§ **Problem details**
In the lines below, look for "background". Copy each line where it appears.
(Dataset records begins)
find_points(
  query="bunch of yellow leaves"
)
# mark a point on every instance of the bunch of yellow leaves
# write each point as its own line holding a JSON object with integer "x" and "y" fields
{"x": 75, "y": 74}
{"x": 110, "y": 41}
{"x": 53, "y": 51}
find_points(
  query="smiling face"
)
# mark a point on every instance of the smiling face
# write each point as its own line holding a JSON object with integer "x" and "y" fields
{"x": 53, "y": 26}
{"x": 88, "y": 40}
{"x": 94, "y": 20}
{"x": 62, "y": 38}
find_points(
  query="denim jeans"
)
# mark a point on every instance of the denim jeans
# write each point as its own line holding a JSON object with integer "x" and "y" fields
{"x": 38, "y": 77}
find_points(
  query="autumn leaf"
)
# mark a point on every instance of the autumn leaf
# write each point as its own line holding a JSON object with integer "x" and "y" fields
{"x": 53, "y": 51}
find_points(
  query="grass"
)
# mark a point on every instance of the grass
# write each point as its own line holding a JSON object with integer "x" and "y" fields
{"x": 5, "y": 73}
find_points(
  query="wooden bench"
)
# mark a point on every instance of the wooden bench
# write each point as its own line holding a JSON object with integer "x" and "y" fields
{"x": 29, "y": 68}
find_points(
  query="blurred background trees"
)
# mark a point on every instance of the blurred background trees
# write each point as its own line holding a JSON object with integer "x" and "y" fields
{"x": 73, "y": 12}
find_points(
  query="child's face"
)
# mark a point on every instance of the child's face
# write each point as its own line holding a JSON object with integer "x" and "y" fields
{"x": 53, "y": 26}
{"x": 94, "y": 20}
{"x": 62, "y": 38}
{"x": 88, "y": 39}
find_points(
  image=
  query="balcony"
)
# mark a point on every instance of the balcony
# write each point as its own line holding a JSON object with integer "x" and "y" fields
(Dataset records ends)
§ **Finished task**
  query="blurred background trees"
# mark a point on every instance of the blurred background trees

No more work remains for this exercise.